* [SOURCE RECORDS]:
START

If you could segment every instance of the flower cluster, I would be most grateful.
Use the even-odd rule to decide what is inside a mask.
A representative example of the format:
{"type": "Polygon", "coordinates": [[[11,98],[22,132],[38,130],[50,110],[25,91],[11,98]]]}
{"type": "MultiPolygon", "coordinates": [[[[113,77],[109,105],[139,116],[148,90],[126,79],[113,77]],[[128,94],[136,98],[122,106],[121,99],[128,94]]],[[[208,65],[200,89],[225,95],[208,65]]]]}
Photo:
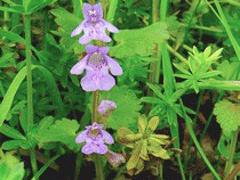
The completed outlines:
{"type": "MultiPolygon", "coordinates": [[[[79,43],[86,45],[86,56],[75,64],[70,73],[80,75],[85,72],[81,79],[81,86],[87,92],[91,91],[109,91],[115,84],[113,76],[122,75],[123,71],[116,60],[108,56],[108,47],[100,47],[89,44],[92,40],[110,42],[111,38],[107,35],[106,30],[116,33],[118,29],[103,19],[103,10],[101,4],[83,5],[84,20],[73,30],[71,36],[84,33],[79,39],[79,43]]],[[[105,116],[116,109],[116,104],[110,100],[103,100],[99,107],[98,113],[105,116]]],[[[94,122],[80,132],[76,138],[76,143],[84,143],[82,153],[84,154],[106,154],[109,162],[118,166],[125,159],[121,154],[108,150],[107,145],[113,144],[111,134],[103,129],[102,124],[94,122]]]]}
{"type": "MultiPolygon", "coordinates": [[[[110,42],[111,38],[106,34],[106,29],[116,33],[118,29],[103,19],[103,10],[101,4],[83,5],[84,20],[72,32],[72,36],[84,35],[79,39],[80,44],[88,44],[91,40],[110,42]]],[[[81,86],[85,91],[108,91],[115,85],[114,76],[122,75],[122,68],[116,60],[109,57],[108,47],[98,47],[87,45],[87,55],[75,64],[70,73],[79,75],[86,71],[81,80],[81,86]]]]}
{"type": "Polygon", "coordinates": [[[108,148],[105,144],[113,144],[114,141],[112,136],[103,129],[103,125],[93,123],[78,134],[76,142],[79,144],[85,142],[82,148],[84,154],[106,154],[108,148]]]}

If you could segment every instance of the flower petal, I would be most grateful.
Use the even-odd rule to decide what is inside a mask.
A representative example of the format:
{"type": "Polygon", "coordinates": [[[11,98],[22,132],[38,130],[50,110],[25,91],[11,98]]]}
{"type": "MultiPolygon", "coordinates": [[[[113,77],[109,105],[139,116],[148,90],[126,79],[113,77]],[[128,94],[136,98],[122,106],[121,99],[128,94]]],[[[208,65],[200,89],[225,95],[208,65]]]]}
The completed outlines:
{"type": "Polygon", "coordinates": [[[108,152],[108,147],[103,143],[99,143],[94,147],[94,150],[97,154],[106,154],[108,152]]]}
{"type": "Polygon", "coordinates": [[[81,144],[86,141],[86,138],[87,138],[87,130],[80,132],[77,135],[75,141],[76,141],[76,143],[81,144]]]}
{"type": "Polygon", "coordinates": [[[87,45],[85,49],[88,54],[92,54],[98,50],[98,46],[94,46],[90,44],[90,45],[87,45]]]}
{"type": "Polygon", "coordinates": [[[102,130],[102,135],[103,135],[103,140],[104,140],[105,143],[107,143],[107,144],[113,144],[114,143],[112,135],[109,134],[107,131],[102,130]]]}
{"type": "Polygon", "coordinates": [[[112,33],[119,32],[118,28],[116,28],[114,25],[112,25],[111,23],[109,23],[109,22],[107,22],[105,20],[103,20],[103,21],[104,21],[105,27],[107,28],[107,30],[109,32],[112,32],[112,33]]]}
{"type": "Polygon", "coordinates": [[[115,79],[108,73],[102,74],[98,81],[98,89],[109,91],[115,85],[115,79]]]}
{"type": "Polygon", "coordinates": [[[83,16],[85,19],[89,19],[89,11],[93,9],[93,6],[88,3],[83,3],[83,16]]]}
{"type": "Polygon", "coordinates": [[[83,70],[86,68],[88,55],[81,59],[77,64],[75,64],[70,70],[71,74],[79,75],[82,74],[83,70]]]}
{"type": "Polygon", "coordinates": [[[109,51],[109,47],[99,47],[99,52],[102,53],[103,55],[107,55],[109,51]]]}
{"type": "Polygon", "coordinates": [[[93,38],[91,36],[89,36],[88,34],[84,34],[80,39],[79,39],[79,43],[80,44],[88,44],[93,38]]]}
{"type": "Polygon", "coordinates": [[[117,61],[114,59],[110,58],[109,56],[105,56],[108,62],[108,66],[110,69],[110,72],[115,75],[115,76],[120,76],[123,74],[123,70],[121,66],[118,64],[117,61]]]}
{"type": "Polygon", "coordinates": [[[82,153],[83,154],[87,154],[87,155],[89,155],[89,154],[92,154],[92,153],[94,153],[94,148],[92,147],[92,144],[90,144],[90,143],[86,143],[83,147],[82,147],[82,153]]]}
{"type": "Polygon", "coordinates": [[[104,32],[98,31],[95,37],[96,40],[103,41],[103,42],[111,42],[112,39],[104,32]]]}

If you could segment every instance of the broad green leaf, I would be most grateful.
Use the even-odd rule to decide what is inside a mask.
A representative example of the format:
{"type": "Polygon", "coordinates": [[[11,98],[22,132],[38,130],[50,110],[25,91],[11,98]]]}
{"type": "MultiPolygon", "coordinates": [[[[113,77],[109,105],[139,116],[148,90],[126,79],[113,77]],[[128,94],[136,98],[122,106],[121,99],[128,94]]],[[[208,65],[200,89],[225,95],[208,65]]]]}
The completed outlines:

END

* [AIM]: Extract, verbatim, the lines from the one containing "If you could segment every instance of the broad" through the last line of the listing above.

* [COMPLETE ANSWER]:
If you could segment every instance of the broad green leaf, I would be most grateful.
Use the even-odd rule to decide what is inside a mask.
A representative example of the format:
{"type": "Polygon", "coordinates": [[[11,98],[22,132],[38,130],[50,110],[25,91],[11,98]]]}
{"type": "MultiPolygon", "coordinates": [[[[113,77],[109,105],[139,116],[148,90],[126,79],[113,77]],[[128,94],[136,98],[122,106],[121,99],[128,94]]],[[[208,65],[200,89],[225,95],[208,65]]]]}
The completed outlines:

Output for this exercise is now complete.